→ **SELECTION**
Thanks to the Myakka Canopy Walkway, anybody can get a bird's eye view of the forest. The elevated boardwalk walkway, 85 feet long and suspended 25 feet above the ground, is the highlight of any trip to this state park.
Make sure you take the time to climb the tower at the end of the suspension bridge. It takes about 10 minutes to get to the top but is well worth the effort.
Bird's eye view
Standing 80 feet above the subtropical forest floor, the swamps and hardwood hammocks don't look quite so hot and buggy. Still sweating from the short hike and climb, two kids in tow, the gentle breeze makes me forget it's the dead of summer. But that's the beauty of the Canopy Walkway. Even a short visit will leave you with an elevated perspective.
When most folks visit the park, they head straight for the concession stand, where they book a ride on one of the world's two largest airboats, the Myakka Maiden or the Gator Gal, and take pictures of the anhingas (a water bird) and alligators. It is easy to drive right by this one-of-a-kind nature trail.

→ **TO-DO LIST**
1. Decide whether each statement agrees with the passage about the Myakka Canopy Walkway: (a) The walkway is suspended 25 feet above the ground. (b) Climbing the tower takes about half an hour. (c) The Myakka Maiden and the Gator Gal are airboats.
2. Please set down the part of the Canopy Walkway passage that opens with the words containing "Thanks to the" and closes with "an elevated perspective.".
3. According to the Canopy Walkway passage, what makes the writer forget it is the dead of summer? Answer in one to three sentences.
The records have no connection to the passage about the Canopy Walkway.

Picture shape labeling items
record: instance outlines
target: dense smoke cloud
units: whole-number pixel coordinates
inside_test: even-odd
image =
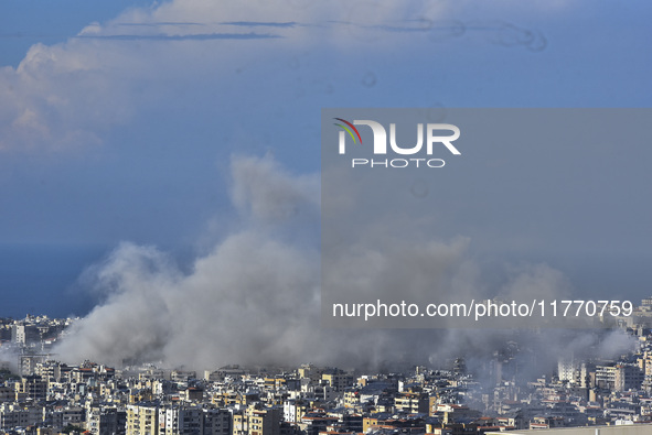
[[[542,365],[531,367],[530,374],[537,376],[569,349],[579,357],[582,349],[601,346],[596,352],[610,356],[631,345],[623,335],[606,339],[582,331],[321,328],[318,243],[292,237],[312,235],[318,240],[317,177],[290,175],[269,156],[234,159],[232,176],[238,225],[196,258],[190,271],[153,247],[125,242],[85,272],[82,282],[104,302],[57,346],[61,359],[115,366],[162,361],[200,370],[309,361],[377,369],[443,363],[456,356],[487,358],[510,339],[525,339],[546,356]],[[466,258],[467,243],[434,246],[436,250],[424,252],[432,261],[455,259],[456,280],[468,280],[464,286],[481,281]],[[384,253],[370,255],[383,261]],[[506,295],[533,291],[542,297],[566,291],[564,278],[547,267],[514,269],[511,274],[503,286]]]

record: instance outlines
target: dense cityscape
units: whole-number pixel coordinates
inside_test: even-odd
[[[376,372],[73,366],[52,348],[75,320],[0,319],[2,433],[457,435],[652,422],[652,298],[616,326],[637,349],[612,359],[566,355],[536,379],[522,376],[513,341],[473,369],[462,357]]]

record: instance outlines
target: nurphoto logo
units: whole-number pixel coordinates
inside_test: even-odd
[[[340,127],[339,133],[339,153],[346,154],[346,141],[353,141],[354,144],[363,145],[362,135],[355,126],[366,126],[371,128],[373,134],[373,144],[371,151],[374,156],[387,155],[387,130],[383,124],[372,120],[355,119],[349,122],[343,118],[333,118],[334,126]],[[424,128],[423,123],[417,123],[416,144],[398,144],[396,140],[396,123],[389,123],[389,152],[398,155],[409,155],[409,159],[351,159],[352,167],[443,167],[443,159],[431,157],[435,150],[442,145],[453,155],[461,155],[460,151],[452,144],[459,139],[460,129],[450,123],[428,123]],[[424,133],[425,131],[425,133]],[[426,137],[426,146],[424,149],[424,135]],[[437,146],[436,146],[437,145]],[[419,155],[424,155],[419,157]]]

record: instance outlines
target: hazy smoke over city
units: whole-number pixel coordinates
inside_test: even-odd
[[[507,340],[527,336],[542,350],[526,356],[537,363],[525,374],[536,376],[559,355],[609,357],[632,346],[623,334],[579,330],[322,329],[319,188],[318,176],[290,175],[271,157],[234,159],[231,194],[239,219],[225,224],[228,233],[190,271],[157,248],[120,244],[84,273],[82,283],[103,302],[54,351],[71,362],[163,361],[199,370],[301,362],[377,369],[456,356],[466,356],[472,367]],[[481,272],[467,249],[436,243],[421,254],[448,259],[451,282],[468,287],[481,282]],[[532,265],[515,271],[500,291],[543,297],[567,289],[559,272]]]

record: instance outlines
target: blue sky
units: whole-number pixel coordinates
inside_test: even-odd
[[[94,300],[76,278],[120,241],[181,262],[211,246],[237,225],[232,156],[272,154],[290,173],[319,172],[322,107],[649,107],[651,9],[580,0],[6,1],[0,315],[84,314]],[[496,252],[551,263],[578,286],[629,280],[643,292],[652,240],[640,164],[651,155],[630,153],[611,175],[614,207],[600,211],[613,228],[592,249],[596,258],[619,252],[618,272],[597,274],[577,249],[595,241],[590,225],[552,251]],[[473,224],[509,231],[481,217]]]

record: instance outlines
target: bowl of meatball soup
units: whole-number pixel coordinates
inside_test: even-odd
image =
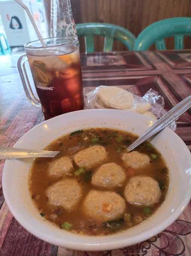
[[[15,217],[40,239],[82,250],[122,248],[159,233],[190,199],[191,158],[168,128],[126,151],[154,121],[88,109],[33,128],[14,147],[60,153],[6,160],[3,191]]]

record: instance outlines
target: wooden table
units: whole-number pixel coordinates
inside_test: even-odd
[[[1,146],[13,146],[44,120],[41,109],[32,106],[25,95],[16,67],[18,58],[10,56],[0,58]],[[141,96],[152,88],[164,97],[167,110],[191,94],[191,51],[84,54],[81,61],[85,93],[105,85],[120,86]],[[181,117],[176,131],[190,150],[191,115],[190,110]],[[4,163],[0,161],[1,177]],[[2,188],[0,207],[0,256],[191,255],[190,203],[178,220],[149,240],[112,252],[94,252],[58,247],[30,234],[13,217],[4,202]]]

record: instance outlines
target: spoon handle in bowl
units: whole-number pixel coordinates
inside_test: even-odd
[[[22,148],[0,147],[0,159],[28,157],[54,157],[59,151],[32,150]]]
[[[182,100],[154,123],[125,150],[131,151],[143,142],[159,132],[177,119],[191,107],[191,96]]]

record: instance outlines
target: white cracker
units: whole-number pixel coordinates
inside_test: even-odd
[[[128,109],[127,110],[132,111],[132,112],[136,112],[141,114],[145,112],[151,108],[151,105],[148,102],[145,103],[135,103],[134,105]]]
[[[102,106],[100,104],[99,102],[97,102],[97,101],[95,102],[94,105],[96,108],[106,108],[105,107]]]
[[[151,112],[150,112],[150,111],[145,111],[145,112],[142,113],[141,115],[145,115],[146,117],[150,117],[152,119],[156,120],[156,121],[157,120],[157,118],[155,115]]]
[[[131,108],[134,100],[131,93],[115,86],[101,88],[98,96],[101,101],[109,108],[118,109]]]

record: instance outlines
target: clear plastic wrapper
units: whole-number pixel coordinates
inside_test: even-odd
[[[119,104],[121,102],[123,103],[119,105],[119,108],[116,107],[112,107],[111,106],[113,106],[113,105],[110,104],[110,102],[109,103],[109,101],[106,101],[106,100],[104,100],[103,98],[101,99],[102,101],[100,100],[100,96],[98,93],[99,90],[101,88],[109,87],[115,87],[100,85],[96,87],[95,90],[86,93],[85,108],[88,109],[116,108],[116,109],[122,109],[122,108],[123,111],[128,110],[136,112],[149,117],[156,121],[166,113],[167,111],[164,108],[165,103],[163,97],[162,96],[159,95],[157,91],[152,89],[150,89],[143,97],[133,94],[133,100],[132,105],[128,108],[125,107],[125,100],[126,97],[127,100],[130,100],[131,99],[128,94],[126,94],[125,92],[125,91],[128,92],[128,91],[125,90],[125,91],[124,91],[121,89],[121,91],[119,90],[119,91],[117,92],[116,95],[115,95],[114,93],[114,96],[111,96],[112,99],[114,100],[115,103],[117,102]],[[104,96],[104,95],[103,94],[103,96]],[[104,98],[105,98],[106,97]],[[111,99],[111,97],[110,99]],[[119,100],[118,102],[118,99]],[[176,122],[173,122],[168,126],[171,130],[175,131],[176,128]]]

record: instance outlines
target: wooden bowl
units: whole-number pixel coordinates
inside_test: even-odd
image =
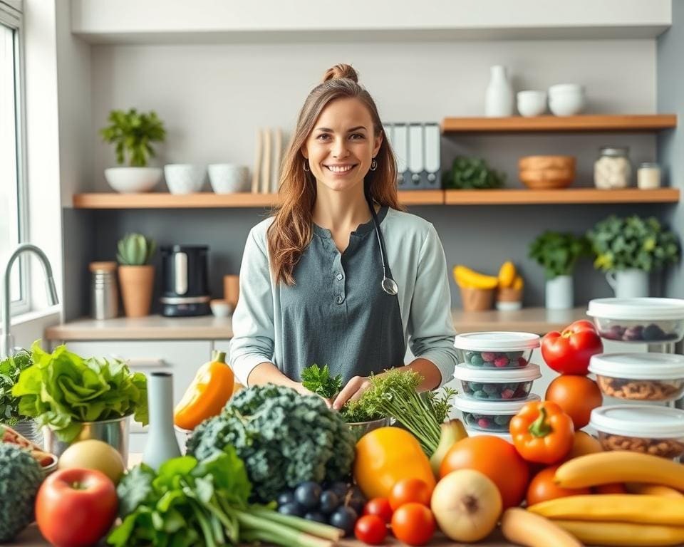
[[[520,180],[535,190],[565,188],[575,179],[574,156],[525,156],[518,160]]]

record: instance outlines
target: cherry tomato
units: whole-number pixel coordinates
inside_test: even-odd
[[[392,521],[392,506],[387,498],[373,498],[363,507],[364,515],[377,515],[388,524]]]
[[[356,538],[368,545],[380,545],[387,535],[387,525],[378,515],[364,515],[354,526]]]
[[[430,499],[432,496],[431,489],[425,481],[420,479],[402,479],[392,488],[390,493],[390,506],[396,511],[404,504],[415,502],[430,507]]]
[[[405,504],[392,515],[392,531],[405,543],[425,545],[435,533],[432,511],[422,504]]]

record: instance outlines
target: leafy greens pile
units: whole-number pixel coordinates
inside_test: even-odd
[[[31,358],[33,364],[19,375],[12,395],[19,398],[19,414],[49,426],[60,440],[73,440],[82,422],[135,413],[137,422],[147,423],[147,379],[131,373],[125,362],[83,359],[65,345],[48,353],[38,342]]]

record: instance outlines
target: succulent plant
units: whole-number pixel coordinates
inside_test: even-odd
[[[157,248],[155,240],[141,234],[127,234],[117,244],[116,259],[122,266],[145,266]]]

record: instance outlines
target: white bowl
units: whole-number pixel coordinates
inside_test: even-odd
[[[520,91],[517,98],[518,112],[522,116],[539,116],[546,110],[546,91]]]
[[[122,194],[149,192],[161,178],[160,167],[110,167],[105,170],[107,183]]]
[[[192,163],[170,163],[164,166],[164,177],[172,194],[191,194],[204,185],[207,168]]]
[[[232,163],[214,163],[208,167],[209,182],[217,194],[249,192],[247,168]]]

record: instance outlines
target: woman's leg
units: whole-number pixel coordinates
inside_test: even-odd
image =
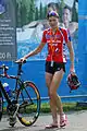
[[[50,85],[51,85],[51,82],[52,82],[52,78],[53,78],[53,74],[46,72],[46,84],[47,84],[47,87],[48,87],[48,95],[49,96],[50,96]],[[52,103],[50,103],[50,105],[52,105]],[[53,123],[58,123],[57,105],[55,106],[53,105],[53,109],[51,110],[51,112],[52,112]],[[55,112],[55,114],[53,114],[53,112]]]

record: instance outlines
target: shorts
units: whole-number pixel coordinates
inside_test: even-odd
[[[54,72],[63,69],[65,72],[65,63],[64,62],[53,62],[51,66],[51,61],[46,61],[46,72],[54,74]]]

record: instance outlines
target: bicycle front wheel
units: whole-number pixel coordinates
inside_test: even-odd
[[[24,87],[20,88],[17,95],[17,103],[20,109],[17,118],[24,126],[32,126],[35,123],[40,111],[40,94],[33,82],[24,82]]]
[[[3,97],[2,97],[2,93],[0,91],[0,120],[2,118],[2,112],[3,112]]]

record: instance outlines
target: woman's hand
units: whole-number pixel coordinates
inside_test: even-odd
[[[25,57],[23,57],[23,58],[21,58],[21,59],[16,60],[16,62],[24,62],[25,60],[26,60],[26,58],[25,58]]]

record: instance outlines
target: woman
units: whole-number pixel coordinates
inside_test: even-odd
[[[48,94],[50,97],[50,108],[52,112],[53,122],[46,128],[58,128],[58,110],[60,115],[60,127],[66,126],[66,116],[63,112],[63,107],[60,96],[57,94],[57,90],[61,83],[63,74],[65,72],[63,56],[63,37],[67,44],[71,58],[71,68],[70,71],[74,72],[74,52],[72,44],[69,40],[67,33],[64,28],[58,27],[59,15],[55,11],[48,13],[48,21],[50,28],[44,31],[42,39],[40,45],[28,55],[24,56],[20,61],[26,60],[28,57],[37,55],[41,51],[44,46],[48,44],[48,56],[46,59],[46,83],[48,87]],[[62,32],[62,33],[61,33]]]

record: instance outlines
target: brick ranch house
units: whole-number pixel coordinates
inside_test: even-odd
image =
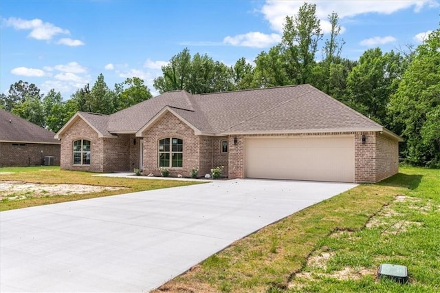
[[[55,133],[0,109],[0,166],[40,166],[45,157],[60,164],[60,144]]]
[[[402,138],[309,85],[164,93],[113,114],[78,112],[56,133],[61,168],[173,176],[377,182]]]

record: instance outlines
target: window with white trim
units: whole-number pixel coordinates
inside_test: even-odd
[[[74,165],[90,164],[90,140],[78,140],[74,142]]]
[[[221,141],[221,152],[228,153],[228,140]]]
[[[182,168],[184,162],[184,140],[170,138],[159,140],[159,166]]]

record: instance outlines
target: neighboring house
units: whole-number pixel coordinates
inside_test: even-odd
[[[60,164],[55,133],[0,109],[0,166]]]
[[[169,91],[112,115],[78,112],[56,133],[61,168],[229,178],[376,182],[402,138],[309,85]]]

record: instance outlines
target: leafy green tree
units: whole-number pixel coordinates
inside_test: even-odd
[[[184,89],[191,94],[210,93],[233,89],[231,70],[219,61],[199,53],[191,58],[188,48],[175,55],[162,67],[163,76],[154,80],[160,93]]]
[[[63,96],[52,89],[43,98],[43,111],[47,129],[57,132],[69,119],[67,118]]]
[[[440,167],[440,29],[417,47],[390,101],[393,130],[413,164]]]
[[[294,17],[286,17],[281,42],[289,84],[310,82],[318,44],[322,39],[316,5],[305,3]]]
[[[333,12],[328,16],[329,21],[331,25],[329,38],[326,40],[324,47],[324,56],[321,62],[316,64],[314,72],[314,78],[311,83],[325,93],[338,98],[335,95],[345,88],[342,85],[343,80],[346,79],[346,72],[340,54],[342,46],[345,43],[339,35],[341,32],[341,27],[338,23],[338,14]]]
[[[86,101],[86,105],[90,109],[90,111],[102,114],[114,113],[111,91],[104,80],[104,75],[100,74]]]
[[[76,104],[76,107],[72,107],[72,109],[76,109],[76,111],[82,112],[92,112],[92,109],[87,102],[90,98],[90,87],[87,83],[83,88],[78,89],[71,96],[72,102]]]
[[[124,86],[128,86],[124,89]],[[115,110],[120,111],[153,97],[144,80],[138,77],[126,78],[120,84],[115,85]]]
[[[378,47],[366,51],[348,76],[346,102],[388,127],[387,106],[403,74],[403,62],[393,51],[385,54]]]
[[[8,95],[0,96],[0,104],[3,109],[10,112],[17,105],[24,102],[28,96],[41,98],[40,89],[33,83],[30,85],[27,81],[19,80],[11,85]]]
[[[252,87],[254,67],[241,57],[230,68],[234,89],[247,89]]]
[[[255,58],[252,87],[271,87],[290,84],[284,68],[281,46],[261,52]]]
[[[16,105],[11,113],[41,127],[45,127],[44,109],[39,96],[28,94],[25,100]]]
[[[190,75],[191,55],[188,48],[173,56],[170,63],[162,66],[163,76],[154,79],[153,86],[160,93],[184,89]]]

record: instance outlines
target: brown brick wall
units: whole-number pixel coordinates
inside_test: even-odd
[[[104,172],[130,169],[129,138],[128,134],[118,135],[118,138],[103,138]]]
[[[221,142],[223,140],[228,140],[228,153],[221,152]],[[223,166],[223,175],[224,176],[228,176],[228,174],[229,173],[228,155],[230,145],[229,138],[227,136],[212,138],[212,168]]]
[[[210,173],[217,166],[223,166],[228,175],[228,154],[221,153],[221,140],[228,138],[196,135],[194,130],[170,113],[160,118],[151,128],[144,131],[144,174],[160,175],[157,147],[159,140],[177,138],[184,140],[182,168],[167,168],[171,176],[189,176],[193,167],[199,169],[199,176]]]
[[[365,135],[365,144],[362,136]],[[375,132],[335,132],[230,135],[229,178],[244,177],[244,138],[245,137],[296,137],[354,135],[355,182],[377,182],[398,172],[398,142]],[[234,145],[234,138],[237,144]]]
[[[82,119],[74,122],[62,135],[61,138],[61,169],[64,170],[103,171],[103,139],[98,138],[98,133]],[[73,164],[73,144],[77,140],[87,140],[91,142],[90,165]]]
[[[376,133],[376,177],[378,182],[399,172],[399,142]]]
[[[234,138],[237,143],[234,144]],[[228,178],[243,178],[245,176],[245,144],[243,135],[229,135]]]
[[[77,140],[91,141],[90,165],[74,165],[72,148]],[[98,138],[98,133],[82,119],[76,120],[61,138],[61,169],[91,172],[133,171],[139,166],[139,138],[134,134]]]
[[[204,176],[211,173],[212,162],[212,138],[211,136],[199,136],[199,176]]]
[[[153,173],[160,175],[157,149],[159,140],[166,138],[176,138],[184,140],[183,167],[167,168],[171,176],[182,175],[188,177],[193,167],[200,169],[199,165],[199,137],[194,134],[194,130],[170,113],[165,113],[153,125],[142,133],[144,138],[144,174]],[[204,144],[206,143],[204,140]],[[200,171],[199,173],[201,174]]]
[[[365,144],[362,144],[362,135]],[[375,182],[376,174],[376,136],[374,132],[355,133],[355,182]]]
[[[40,166],[45,156],[54,158],[54,164],[60,165],[60,144],[0,142],[0,166]]]

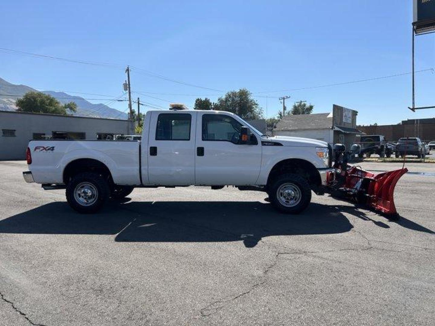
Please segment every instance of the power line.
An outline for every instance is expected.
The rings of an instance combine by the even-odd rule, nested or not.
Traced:
[[[144,94],[144,93],[141,93],[141,92],[137,92],[137,91],[135,91],[133,92],[133,93],[137,93],[137,94],[140,94],[141,95],[143,95],[144,96],[146,96],[147,97],[151,97],[151,98],[154,99],[155,100],[158,100],[159,101],[163,101],[164,102],[168,102],[169,103],[173,103],[174,102],[176,102],[175,101],[171,101],[171,100],[164,100],[164,99],[161,99],[161,98],[159,98],[158,97],[156,97],[155,96],[151,96],[151,95],[147,95],[146,94]]]
[[[155,93],[153,92],[143,92],[141,91],[140,92],[137,91],[137,93],[140,93],[140,94],[142,95],[144,95],[146,96],[145,94],[152,94],[153,95],[171,95],[171,96],[198,96],[202,97],[204,96],[224,96],[225,94],[179,94],[177,93]],[[254,97],[261,97],[264,98],[272,98],[272,99],[278,99],[278,96],[267,96],[266,95],[252,95],[252,96]]]
[[[27,52],[23,51],[19,51],[18,50],[14,50],[11,49],[6,49],[5,48],[0,48],[0,53],[4,53],[8,54],[14,54],[21,56],[24,56],[27,57],[33,57],[40,58],[42,59],[48,59],[51,60],[57,60],[58,61],[65,61],[66,62],[70,62],[74,63],[80,63],[82,64],[87,64],[90,65],[94,66],[99,66],[101,67],[105,67],[110,68],[114,68],[116,69],[124,69],[125,65],[121,65],[118,64],[114,64],[113,63],[110,63],[105,62],[97,62],[96,61],[85,61],[83,60],[76,60],[75,59],[68,59],[67,58],[63,58],[59,57],[55,57],[54,56],[49,56],[46,55],[44,54],[39,54],[38,53],[33,53],[32,52]],[[169,77],[167,77],[164,76],[162,75],[160,75],[155,73],[153,73],[151,71],[149,71],[148,70],[145,70],[144,69],[142,69],[142,68],[139,68],[139,67],[135,66],[130,66],[130,68],[133,68],[133,70],[136,70],[139,73],[142,73],[143,74],[149,76],[151,76],[157,78],[160,78],[165,80],[167,80],[168,81],[171,81],[173,83],[175,83],[178,84],[181,84],[181,85],[184,85],[187,86],[190,86],[191,87],[197,87],[198,88],[202,88],[204,90],[213,90],[216,92],[223,92],[223,90],[216,90],[214,88],[210,88],[209,87],[204,87],[203,86],[200,86],[199,85],[194,85],[193,84],[189,83],[186,83],[185,82],[181,81],[180,80],[177,80],[172,78],[171,78]]]
[[[190,84],[188,83],[186,83],[185,82],[180,81],[180,80],[177,80],[175,79],[173,79],[172,78],[170,78],[169,77],[166,77],[162,75],[159,75],[154,73],[152,73],[151,71],[148,71],[148,70],[146,70],[144,69],[139,68],[138,67],[134,67],[134,66],[131,66],[131,67],[133,68],[133,70],[137,70],[137,72],[139,73],[142,73],[147,76],[150,76],[153,77],[155,77],[157,78],[160,78],[161,79],[163,79],[165,80],[167,80],[168,81],[171,81],[173,83],[175,83],[177,84],[181,84],[181,85],[184,85],[186,86],[190,86],[191,87],[196,87],[197,88],[202,88],[203,90],[213,90],[215,92],[224,92],[223,90],[216,90],[214,88],[210,88],[209,87],[204,87],[204,86],[200,86],[197,85],[194,85],[194,84]]]
[[[48,94],[47,94],[48,95]],[[14,97],[22,97],[24,95],[14,95],[11,94],[0,94],[0,96],[13,96]],[[51,95],[50,95],[51,96]],[[56,96],[51,96],[54,97],[56,100],[85,100],[87,101],[107,101],[107,99],[88,99],[84,98],[84,97],[79,97],[77,98],[78,96],[75,97],[57,97]]]
[[[422,73],[425,71],[432,71],[432,73],[434,72],[434,70],[433,68],[429,68],[427,69],[423,69],[422,70],[418,70],[416,71],[416,73]],[[278,92],[290,92],[291,91],[295,90],[312,90],[314,88],[321,88],[321,87],[330,87],[331,86],[338,86],[342,85],[347,85],[348,84],[353,84],[356,83],[362,83],[363,82],[370,81],[371,80],[377,80],[380,79],[385,79],[386,78],[391,78],[393,77],[398,77],[401,76],[405,76],[405,75],[410,75],[412,74],[412,72],[409,73],[396,73],[394,75],[389,75],[388,76],[381,76],[380,77],[374,77],[371,78],[366,78],[365,79],[360,79],[356,80],[352,80],[351,81],[348,82],[344,82],[342,83],[335,83],[333,84],[327,84],[326,85],[321,85],[318,86],[312,86],[311,87],[301,87],[301,88],[292,88],[292,89],[288,89],[286,90],[269,90],[264,92],[257,92],[254,94],[264,94],[265,93],[278,93]]]
[[[105,62],[96,62],[95,61],[87,61],[83,60],[75,60],[74,59],[68,59],[67,58],[63,58],[59,57],[46,55],[45,54],[39,54],[38,53],[33,53],[32,52],[26,52],[23,51],[18,51],[17,50],[14,50],[10,49],[5,49],[2,47],[0,47],[0,53],[5,53],[8,54],[17,54],[27,57],[41,58],[43,59],[50,59],[59,61],[70,62],[73,63],[81,63],[82,64],[91,65],[93,66],[100,66],[110,67],[111,68],[115,68],[117,69],[123,68],[123,66],[119,65],[114,64],[113,63],[109,63]]]

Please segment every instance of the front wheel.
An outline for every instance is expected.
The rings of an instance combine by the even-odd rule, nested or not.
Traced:
[[[82,213],[94,213],[107,200],[109,184],[104,176],[85,172],[77,174],[67,186],[67,201],[75,210]]]
[[[278,176],[272,182],[268,193],[271,202],[282,213],[298,214],[311,201],[311,189],[308,182],[294,173]]]

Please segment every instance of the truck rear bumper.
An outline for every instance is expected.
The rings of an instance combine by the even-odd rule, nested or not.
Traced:
[[[25,171],[23,173],[23,177],[24,179],[24,181],[28,183],[32,183],[35,182],[33,178],[33,175],[30,171]]]

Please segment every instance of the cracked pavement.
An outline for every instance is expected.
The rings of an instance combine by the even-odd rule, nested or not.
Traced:
[[[410,164],[435,172],[435,164]],[[394,163],[365,163],[373,170]],[[0,162],[0,325],[432,325],[435,177],[405,176],[396,222],[313,196],[136,189],[80,215]]]

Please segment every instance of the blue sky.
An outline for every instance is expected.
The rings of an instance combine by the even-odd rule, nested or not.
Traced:
[[[164,108],[170,102],[192,107],[197,97],[215,100],[246,87],[263,96],[256,98],[265,113],[267,103],[268,117],[284,95],[289,104],[313,104],[315,113],[333,104],[356,110],[359,124],[435,116],[435,109],[407,108],[410,75],[283,90],[410,72],[411,0],[17,1],[2,3],[2,12],[0,47],[119,66],[0,52],[0,77],[14,83],[110,100],[122,95],[120,67],[129,64],[223,91],[133,68],[132,90],[142,93],[134,98]],[[418,37],[416,51],[416,70],[435,68],[435,34]],[[435,73],[417,73],[416,85],[417,106],[435,105]],[[124,110],[127,103],[111,106]]]

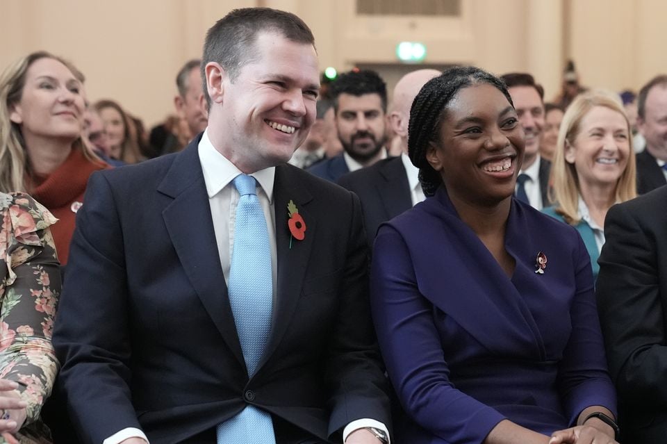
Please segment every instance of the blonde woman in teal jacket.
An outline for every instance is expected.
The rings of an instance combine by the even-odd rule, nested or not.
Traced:
[[[632,134],[618,94],[604,90],[577,96],[559,131],[551,170],[556,203],[543,211],[579,232],[595,278],[607,211],[636,197]]]

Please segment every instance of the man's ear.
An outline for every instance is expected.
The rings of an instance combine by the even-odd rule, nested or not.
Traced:
[[[403,116],[397,111],[392,111],[389,113],[389,124],[394,133],[402,138],[408,136],[407,125],[403,120]]]
[[[174,97],[174,106],[176,108],[176,113],[178,114],[179,117],[184,117],[183,107],[185,104],[186,102],[183,99],[183,97],[181,97],[181,94],[176,94]]]
[[[204,68],[204,74],[206,76],[206,90],[211,101],[215,104],[222,103],[227,72],[219,63],[208,62]]]

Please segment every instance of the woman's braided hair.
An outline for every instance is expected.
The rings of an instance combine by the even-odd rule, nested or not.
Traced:
[[[443,183],[440,173],[426,160],[431,143],[440,142],[440,130],[447,106],[459,90],[479,83],[488,83],[504,94],[512,106],[505,83],[495,76],[472,66],[455,67],[431,79],[420,90],[410,109],[408,126],[408,153],[419,168],[419,181],[426,196],[432,196]]]

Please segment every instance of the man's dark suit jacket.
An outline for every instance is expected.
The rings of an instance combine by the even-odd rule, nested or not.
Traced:
[[[637,153],[637,192],[643,195],[667,183],[662,168],[645,149]]]
[[[551,162],[544,158],[540,158],[540,193],[542,195],[542,206],[547,208],[551,205],[549,199],[549,176],[551,174]]]
[[[138,427],[151,444],[213,443],[215,426],[248,404],[270,412],[279,444],[340,443],[342,428],[362,418],[388,426],[359,199],[276,167],[277,297],[249,380],[199,139],[90,178],[53,336],[84,442]],[[290,200],[306,225],[303,240],[290,240]]]
[[[667,439],[667,186],[611,207],[598,308],[623,444]]]
[[[400,156],[348,173],[338,179],[338,185],[354,191],[361,200],[371,247],[380,224],[412,208],[412,192]]]
[[[343,153],[340,153],[335,157],[322,159],[306,171],[329,182],[336,183],[341,176],[349,172],[349,168],[345,163],[345,158],[343,157]]]

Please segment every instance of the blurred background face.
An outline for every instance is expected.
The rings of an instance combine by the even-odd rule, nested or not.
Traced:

→ **EXPECTED ANSWERS**
1.
(a) Yes: "suspended 25 feet above the ground"
(b) No: "It takes about 10 minutes to get to the top"
(c) Yes: "one of the world's two largest airboats, the Myakka Maiden or the Gator Gal"

2.
Thanks to the Myakka Canopy Walkway, anybody can get a bird's eye view of the forest. The elevated boardwalk walkway, 85 feet long and suspended 25 feet above the ground, is the highlight of any trip to this state park.
Make sure you take the time to climb the tower at the end of the suspension bridge. It takes about 10 minutes to get to the top but is well worth the effort.
Bird's eye view
Standing 80 feet above the subtropical forest floor, the swamps and hardwood hammocks don't look quite so hot and buggy. Still sweating from the short hike and climb, two kids in tow, the gentle breeze makes me forget it's the dead of summer. But that's the beauty of the Canopy Walkway. Even a short visit will leave you with an elevated perspective.

3. A gentle breeze does, felt while standing 80 feet above the forest floor. The writer is still sweating from the short hike and climb at the time.